* **What to produce**:
Each line of the records that includes "below" should be found and copied.

(Point-per-instance localization data)
************

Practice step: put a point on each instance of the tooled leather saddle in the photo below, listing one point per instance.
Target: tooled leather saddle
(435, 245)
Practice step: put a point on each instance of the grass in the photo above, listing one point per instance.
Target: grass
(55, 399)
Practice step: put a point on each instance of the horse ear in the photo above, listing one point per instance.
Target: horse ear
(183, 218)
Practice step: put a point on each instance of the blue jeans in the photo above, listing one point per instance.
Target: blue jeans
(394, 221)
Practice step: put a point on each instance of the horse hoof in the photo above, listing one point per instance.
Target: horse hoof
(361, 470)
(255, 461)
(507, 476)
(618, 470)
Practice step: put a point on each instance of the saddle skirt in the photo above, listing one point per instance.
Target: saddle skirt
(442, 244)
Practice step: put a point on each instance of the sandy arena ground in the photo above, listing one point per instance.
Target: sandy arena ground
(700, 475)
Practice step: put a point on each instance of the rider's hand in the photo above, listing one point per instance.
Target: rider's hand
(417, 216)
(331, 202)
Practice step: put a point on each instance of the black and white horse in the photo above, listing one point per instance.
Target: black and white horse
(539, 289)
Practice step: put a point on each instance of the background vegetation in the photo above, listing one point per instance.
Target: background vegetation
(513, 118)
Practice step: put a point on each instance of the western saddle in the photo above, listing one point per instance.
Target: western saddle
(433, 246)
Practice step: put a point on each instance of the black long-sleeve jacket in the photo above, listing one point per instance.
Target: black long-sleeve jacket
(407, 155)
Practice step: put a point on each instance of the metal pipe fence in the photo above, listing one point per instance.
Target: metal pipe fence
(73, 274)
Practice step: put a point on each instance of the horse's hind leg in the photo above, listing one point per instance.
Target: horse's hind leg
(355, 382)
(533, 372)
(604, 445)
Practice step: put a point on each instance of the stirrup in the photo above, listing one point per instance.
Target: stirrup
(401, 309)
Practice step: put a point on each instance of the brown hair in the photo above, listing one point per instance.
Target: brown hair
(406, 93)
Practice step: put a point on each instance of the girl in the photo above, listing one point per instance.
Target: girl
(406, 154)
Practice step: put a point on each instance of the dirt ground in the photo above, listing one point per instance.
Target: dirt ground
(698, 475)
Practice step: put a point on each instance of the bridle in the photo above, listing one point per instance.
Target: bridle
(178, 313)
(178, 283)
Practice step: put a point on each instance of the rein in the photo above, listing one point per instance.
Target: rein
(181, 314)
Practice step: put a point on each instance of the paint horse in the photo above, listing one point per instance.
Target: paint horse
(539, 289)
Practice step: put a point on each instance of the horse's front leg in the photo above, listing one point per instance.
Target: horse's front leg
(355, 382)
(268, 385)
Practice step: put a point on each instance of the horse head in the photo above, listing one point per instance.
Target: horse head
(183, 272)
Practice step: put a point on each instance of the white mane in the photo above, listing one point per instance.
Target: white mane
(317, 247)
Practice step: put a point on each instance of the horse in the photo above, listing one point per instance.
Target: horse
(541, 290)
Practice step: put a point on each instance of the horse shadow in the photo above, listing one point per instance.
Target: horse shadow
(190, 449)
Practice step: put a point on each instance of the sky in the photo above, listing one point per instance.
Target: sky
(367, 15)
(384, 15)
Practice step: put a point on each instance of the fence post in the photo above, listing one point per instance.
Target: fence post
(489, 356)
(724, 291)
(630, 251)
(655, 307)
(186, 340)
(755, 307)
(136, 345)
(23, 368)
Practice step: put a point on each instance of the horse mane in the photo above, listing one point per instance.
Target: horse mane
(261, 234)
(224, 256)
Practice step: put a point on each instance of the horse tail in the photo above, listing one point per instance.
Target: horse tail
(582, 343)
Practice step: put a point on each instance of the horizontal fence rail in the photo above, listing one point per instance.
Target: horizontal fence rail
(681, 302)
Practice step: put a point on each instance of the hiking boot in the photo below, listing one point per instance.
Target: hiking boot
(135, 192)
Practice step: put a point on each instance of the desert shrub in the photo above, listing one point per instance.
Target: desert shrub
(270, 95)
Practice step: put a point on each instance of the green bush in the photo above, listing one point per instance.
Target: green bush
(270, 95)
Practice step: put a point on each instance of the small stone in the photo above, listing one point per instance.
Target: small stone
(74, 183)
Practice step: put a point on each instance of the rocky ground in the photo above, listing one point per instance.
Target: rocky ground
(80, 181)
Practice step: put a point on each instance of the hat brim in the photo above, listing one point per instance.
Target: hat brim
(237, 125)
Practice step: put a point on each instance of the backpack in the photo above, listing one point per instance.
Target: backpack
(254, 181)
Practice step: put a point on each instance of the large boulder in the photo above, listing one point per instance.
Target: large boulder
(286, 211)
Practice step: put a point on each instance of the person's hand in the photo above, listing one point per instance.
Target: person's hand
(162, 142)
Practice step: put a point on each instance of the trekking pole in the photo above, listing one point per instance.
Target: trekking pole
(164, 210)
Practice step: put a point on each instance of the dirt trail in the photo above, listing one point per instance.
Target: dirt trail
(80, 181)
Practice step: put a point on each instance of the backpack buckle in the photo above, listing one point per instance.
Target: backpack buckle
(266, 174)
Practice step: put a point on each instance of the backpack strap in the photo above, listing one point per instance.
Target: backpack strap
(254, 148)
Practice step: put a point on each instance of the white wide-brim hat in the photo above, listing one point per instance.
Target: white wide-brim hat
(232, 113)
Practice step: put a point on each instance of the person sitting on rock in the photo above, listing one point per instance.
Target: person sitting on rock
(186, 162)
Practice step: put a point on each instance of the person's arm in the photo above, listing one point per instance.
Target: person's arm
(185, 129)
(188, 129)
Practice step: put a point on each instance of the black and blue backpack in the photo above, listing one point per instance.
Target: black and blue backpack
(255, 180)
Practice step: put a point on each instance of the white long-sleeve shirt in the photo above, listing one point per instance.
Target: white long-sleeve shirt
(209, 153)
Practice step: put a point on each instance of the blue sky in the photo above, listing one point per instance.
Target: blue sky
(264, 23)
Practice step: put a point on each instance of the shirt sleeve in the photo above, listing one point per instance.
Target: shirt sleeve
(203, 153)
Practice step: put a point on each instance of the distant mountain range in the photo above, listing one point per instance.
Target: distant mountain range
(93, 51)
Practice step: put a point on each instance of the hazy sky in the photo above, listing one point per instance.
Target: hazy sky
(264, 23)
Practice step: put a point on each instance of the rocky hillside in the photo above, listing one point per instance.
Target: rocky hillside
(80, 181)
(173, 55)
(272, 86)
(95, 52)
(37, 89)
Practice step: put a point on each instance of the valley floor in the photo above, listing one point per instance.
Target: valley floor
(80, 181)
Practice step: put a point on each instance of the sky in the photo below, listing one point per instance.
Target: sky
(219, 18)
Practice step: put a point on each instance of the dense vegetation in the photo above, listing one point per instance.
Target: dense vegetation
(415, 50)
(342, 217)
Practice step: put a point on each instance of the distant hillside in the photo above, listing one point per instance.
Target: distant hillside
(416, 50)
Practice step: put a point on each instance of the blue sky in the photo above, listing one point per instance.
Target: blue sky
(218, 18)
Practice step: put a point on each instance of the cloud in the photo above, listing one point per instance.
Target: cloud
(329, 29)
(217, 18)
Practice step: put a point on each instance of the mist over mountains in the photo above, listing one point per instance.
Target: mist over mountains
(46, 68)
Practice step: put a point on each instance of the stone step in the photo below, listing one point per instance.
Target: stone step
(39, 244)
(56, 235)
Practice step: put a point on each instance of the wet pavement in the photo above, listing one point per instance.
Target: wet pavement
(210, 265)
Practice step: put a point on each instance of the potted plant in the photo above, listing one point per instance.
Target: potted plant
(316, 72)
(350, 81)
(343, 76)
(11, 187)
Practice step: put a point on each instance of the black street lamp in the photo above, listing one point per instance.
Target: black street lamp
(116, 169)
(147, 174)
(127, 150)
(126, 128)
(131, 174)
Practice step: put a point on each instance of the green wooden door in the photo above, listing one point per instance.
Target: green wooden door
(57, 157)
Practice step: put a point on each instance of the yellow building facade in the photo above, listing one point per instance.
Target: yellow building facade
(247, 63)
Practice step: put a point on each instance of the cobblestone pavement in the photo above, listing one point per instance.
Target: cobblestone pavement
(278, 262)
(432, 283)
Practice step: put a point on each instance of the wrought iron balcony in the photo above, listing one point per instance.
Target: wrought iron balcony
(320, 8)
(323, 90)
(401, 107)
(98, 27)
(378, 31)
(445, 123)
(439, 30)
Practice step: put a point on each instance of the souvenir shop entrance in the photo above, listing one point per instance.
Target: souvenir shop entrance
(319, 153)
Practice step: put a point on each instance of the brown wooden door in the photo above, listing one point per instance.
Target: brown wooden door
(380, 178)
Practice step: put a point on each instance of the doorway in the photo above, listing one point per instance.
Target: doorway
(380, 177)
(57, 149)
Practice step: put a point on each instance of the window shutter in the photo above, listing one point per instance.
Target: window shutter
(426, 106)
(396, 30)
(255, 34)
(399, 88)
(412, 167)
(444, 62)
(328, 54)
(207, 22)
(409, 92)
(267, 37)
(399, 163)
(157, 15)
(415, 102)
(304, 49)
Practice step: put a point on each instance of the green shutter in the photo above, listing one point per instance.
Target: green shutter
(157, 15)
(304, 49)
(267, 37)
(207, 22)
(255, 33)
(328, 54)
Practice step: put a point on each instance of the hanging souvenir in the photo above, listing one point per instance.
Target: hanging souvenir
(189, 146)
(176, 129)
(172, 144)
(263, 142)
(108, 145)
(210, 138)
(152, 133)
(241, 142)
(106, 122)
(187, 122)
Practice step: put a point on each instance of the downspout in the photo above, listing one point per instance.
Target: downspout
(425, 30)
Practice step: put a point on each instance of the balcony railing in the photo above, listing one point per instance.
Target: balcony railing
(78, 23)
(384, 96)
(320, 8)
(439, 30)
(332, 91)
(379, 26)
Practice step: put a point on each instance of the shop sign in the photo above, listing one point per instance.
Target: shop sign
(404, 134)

************

* **Finished exercise**:
Practice step: put a point on each instance of the tooled leather saddle in the photo below, listing one point per instance.
Practice step: put a point on each instance of the hiking boot in the photo below, listing one point per instance.
Practice step: put a point on each instance of the sky in the photo below, listing one point per instance.
Practice step: put a point on each instance of the stone step in the photo below, listing one point per instance.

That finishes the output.